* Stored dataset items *
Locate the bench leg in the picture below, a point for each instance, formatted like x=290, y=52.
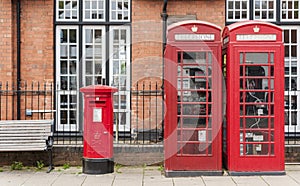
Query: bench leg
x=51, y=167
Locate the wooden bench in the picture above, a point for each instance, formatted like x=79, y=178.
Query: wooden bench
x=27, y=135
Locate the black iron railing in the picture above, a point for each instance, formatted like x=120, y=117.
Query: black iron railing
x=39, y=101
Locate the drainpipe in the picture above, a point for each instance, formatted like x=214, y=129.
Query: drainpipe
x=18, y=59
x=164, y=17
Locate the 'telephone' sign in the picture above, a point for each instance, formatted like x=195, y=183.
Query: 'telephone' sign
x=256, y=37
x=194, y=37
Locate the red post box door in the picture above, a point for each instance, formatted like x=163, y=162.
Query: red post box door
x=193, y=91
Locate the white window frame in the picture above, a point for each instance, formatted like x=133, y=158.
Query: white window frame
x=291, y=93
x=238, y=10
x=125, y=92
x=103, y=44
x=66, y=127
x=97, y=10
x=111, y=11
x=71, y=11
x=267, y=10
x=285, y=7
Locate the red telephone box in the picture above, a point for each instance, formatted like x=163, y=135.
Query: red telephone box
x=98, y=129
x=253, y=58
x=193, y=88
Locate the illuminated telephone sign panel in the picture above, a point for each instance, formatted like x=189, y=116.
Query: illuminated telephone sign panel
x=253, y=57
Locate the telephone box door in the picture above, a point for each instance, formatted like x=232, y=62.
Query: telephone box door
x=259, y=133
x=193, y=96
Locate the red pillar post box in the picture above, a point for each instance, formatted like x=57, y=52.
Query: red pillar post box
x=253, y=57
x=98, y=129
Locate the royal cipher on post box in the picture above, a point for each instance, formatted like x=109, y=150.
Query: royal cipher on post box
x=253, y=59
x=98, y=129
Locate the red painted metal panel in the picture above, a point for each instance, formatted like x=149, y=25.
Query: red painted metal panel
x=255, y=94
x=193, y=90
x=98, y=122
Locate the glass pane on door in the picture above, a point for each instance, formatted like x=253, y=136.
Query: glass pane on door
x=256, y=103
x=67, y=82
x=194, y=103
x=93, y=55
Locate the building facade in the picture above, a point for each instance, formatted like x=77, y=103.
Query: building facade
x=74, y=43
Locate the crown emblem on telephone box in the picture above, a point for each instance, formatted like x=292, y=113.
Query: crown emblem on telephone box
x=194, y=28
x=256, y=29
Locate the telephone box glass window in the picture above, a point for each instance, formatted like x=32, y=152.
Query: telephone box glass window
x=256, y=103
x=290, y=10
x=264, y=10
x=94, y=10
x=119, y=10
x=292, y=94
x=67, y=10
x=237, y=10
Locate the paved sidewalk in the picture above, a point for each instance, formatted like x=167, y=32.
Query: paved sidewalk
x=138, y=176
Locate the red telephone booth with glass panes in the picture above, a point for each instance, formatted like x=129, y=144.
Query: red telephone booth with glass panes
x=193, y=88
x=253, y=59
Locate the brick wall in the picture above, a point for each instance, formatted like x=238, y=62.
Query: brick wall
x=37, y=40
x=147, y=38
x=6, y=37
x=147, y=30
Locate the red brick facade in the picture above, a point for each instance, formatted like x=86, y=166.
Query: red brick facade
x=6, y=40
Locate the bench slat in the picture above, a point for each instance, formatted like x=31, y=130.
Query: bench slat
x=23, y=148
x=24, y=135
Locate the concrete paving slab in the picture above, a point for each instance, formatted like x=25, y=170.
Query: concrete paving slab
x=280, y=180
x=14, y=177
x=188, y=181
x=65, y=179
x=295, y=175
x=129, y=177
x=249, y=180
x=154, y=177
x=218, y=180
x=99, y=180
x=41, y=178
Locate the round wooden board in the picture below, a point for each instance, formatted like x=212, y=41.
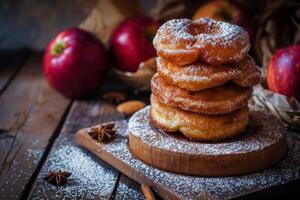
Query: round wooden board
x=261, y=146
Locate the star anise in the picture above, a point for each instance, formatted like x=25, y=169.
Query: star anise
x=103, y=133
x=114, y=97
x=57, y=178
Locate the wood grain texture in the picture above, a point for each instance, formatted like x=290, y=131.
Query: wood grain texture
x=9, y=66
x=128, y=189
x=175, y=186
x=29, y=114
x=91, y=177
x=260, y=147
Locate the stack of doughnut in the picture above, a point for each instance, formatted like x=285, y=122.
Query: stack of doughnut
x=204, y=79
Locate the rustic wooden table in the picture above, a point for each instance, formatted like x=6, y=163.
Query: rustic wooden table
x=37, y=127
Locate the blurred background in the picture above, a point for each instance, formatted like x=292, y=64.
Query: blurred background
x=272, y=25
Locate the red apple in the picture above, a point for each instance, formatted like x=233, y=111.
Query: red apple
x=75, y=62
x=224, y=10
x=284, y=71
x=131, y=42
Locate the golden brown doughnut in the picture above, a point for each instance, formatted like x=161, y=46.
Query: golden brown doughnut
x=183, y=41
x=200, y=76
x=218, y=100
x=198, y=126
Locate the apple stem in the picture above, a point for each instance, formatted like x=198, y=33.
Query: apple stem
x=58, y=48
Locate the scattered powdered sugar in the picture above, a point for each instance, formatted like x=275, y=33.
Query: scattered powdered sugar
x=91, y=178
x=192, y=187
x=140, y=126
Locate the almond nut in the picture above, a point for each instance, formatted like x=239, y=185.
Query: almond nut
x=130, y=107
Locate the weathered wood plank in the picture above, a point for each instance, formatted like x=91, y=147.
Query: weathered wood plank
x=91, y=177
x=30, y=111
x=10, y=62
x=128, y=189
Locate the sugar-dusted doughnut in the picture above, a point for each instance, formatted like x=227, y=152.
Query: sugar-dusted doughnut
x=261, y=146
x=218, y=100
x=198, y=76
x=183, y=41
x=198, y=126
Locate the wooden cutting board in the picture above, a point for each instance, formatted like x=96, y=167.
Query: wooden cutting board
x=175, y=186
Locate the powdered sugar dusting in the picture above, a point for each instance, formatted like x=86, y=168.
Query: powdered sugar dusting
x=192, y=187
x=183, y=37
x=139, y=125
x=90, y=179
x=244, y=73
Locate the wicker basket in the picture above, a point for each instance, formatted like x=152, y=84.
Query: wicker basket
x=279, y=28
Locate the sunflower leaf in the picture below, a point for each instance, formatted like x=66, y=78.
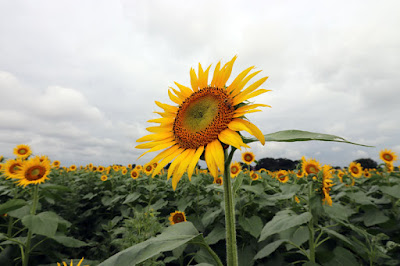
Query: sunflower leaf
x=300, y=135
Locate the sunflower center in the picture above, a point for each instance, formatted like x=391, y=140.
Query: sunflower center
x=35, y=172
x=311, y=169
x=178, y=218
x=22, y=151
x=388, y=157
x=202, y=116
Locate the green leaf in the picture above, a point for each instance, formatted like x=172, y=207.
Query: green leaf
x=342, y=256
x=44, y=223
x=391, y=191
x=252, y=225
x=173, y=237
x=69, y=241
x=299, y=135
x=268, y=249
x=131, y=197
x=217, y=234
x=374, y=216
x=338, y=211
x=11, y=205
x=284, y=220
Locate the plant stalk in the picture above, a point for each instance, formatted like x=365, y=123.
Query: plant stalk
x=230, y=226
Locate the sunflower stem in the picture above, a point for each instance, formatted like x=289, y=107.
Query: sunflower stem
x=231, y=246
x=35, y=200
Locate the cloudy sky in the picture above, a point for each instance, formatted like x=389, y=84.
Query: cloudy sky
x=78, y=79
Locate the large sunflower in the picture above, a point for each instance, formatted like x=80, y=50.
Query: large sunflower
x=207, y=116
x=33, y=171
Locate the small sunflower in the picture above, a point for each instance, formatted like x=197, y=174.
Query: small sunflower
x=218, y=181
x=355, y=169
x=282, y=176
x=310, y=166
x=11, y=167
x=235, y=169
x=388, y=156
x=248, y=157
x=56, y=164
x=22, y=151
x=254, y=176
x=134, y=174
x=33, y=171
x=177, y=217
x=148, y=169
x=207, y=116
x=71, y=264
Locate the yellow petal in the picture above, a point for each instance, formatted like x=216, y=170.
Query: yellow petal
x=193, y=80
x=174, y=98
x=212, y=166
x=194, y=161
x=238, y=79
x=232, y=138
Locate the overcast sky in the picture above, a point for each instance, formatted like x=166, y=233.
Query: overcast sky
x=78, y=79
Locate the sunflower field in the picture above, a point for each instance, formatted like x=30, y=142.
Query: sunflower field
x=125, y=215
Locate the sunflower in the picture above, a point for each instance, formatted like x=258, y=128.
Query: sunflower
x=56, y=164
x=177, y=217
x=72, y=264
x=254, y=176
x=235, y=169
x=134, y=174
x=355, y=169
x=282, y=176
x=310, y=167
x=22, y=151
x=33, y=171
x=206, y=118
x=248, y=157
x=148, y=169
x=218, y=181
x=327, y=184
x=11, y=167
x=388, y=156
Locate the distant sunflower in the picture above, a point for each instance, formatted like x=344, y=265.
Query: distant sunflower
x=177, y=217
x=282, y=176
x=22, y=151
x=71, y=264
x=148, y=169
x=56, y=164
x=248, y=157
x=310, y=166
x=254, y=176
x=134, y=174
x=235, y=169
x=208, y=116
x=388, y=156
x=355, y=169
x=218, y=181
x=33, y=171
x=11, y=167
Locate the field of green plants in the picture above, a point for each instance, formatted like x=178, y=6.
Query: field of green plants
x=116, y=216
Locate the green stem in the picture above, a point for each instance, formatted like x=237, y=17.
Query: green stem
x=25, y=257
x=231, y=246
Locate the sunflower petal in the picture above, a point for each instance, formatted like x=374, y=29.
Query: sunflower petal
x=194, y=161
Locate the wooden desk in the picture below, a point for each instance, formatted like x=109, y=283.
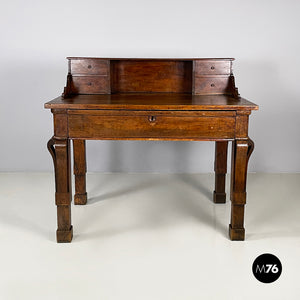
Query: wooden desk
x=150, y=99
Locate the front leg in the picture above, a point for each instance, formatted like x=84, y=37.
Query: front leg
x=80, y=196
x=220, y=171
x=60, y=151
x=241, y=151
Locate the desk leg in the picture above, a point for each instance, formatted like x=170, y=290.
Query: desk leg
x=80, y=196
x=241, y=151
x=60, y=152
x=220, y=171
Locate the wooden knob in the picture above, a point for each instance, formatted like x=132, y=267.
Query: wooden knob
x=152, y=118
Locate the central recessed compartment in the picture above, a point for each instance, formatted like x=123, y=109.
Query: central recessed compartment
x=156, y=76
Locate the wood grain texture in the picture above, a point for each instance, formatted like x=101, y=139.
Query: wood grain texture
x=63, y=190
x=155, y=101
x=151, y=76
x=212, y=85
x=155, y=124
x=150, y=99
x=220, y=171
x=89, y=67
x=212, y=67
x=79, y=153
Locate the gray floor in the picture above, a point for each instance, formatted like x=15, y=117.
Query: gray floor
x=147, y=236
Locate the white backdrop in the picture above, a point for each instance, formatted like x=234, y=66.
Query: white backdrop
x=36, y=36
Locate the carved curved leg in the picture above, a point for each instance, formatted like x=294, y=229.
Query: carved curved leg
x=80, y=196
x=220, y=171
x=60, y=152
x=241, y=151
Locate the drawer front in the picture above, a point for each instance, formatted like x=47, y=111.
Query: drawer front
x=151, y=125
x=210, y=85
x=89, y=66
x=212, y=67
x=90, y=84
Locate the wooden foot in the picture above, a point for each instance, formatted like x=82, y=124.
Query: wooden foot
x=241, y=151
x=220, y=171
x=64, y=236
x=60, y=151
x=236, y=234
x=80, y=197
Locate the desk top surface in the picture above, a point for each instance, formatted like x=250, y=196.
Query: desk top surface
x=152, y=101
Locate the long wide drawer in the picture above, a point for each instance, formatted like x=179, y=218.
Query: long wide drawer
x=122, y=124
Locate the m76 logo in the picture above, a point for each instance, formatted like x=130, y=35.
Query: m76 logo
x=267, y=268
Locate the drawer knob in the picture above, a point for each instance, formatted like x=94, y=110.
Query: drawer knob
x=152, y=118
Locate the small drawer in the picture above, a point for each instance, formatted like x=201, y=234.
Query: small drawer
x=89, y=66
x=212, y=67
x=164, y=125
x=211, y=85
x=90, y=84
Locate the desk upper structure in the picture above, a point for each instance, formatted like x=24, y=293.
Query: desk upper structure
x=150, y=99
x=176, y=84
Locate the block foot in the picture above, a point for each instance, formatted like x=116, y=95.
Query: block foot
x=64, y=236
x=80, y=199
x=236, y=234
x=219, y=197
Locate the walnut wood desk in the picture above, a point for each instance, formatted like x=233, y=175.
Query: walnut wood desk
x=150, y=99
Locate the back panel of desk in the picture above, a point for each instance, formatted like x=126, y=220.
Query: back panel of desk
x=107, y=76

* Activity *
Go through the data, and copy each line in which the word "below" appears.

* Solution *
Locate the bench leg in the picture below, a point for each instance, formatted like x=290, y=52.
Locate the round wooden board in the picture below, a point for each instance, formatted like x=212, y=41.
Locate the sunflower leaf in the picture below, a point for each instance, formatted like x=66, y=78.
Locate the wooden desk in the picture below, a point for each instance, formatted like x=109, y=283.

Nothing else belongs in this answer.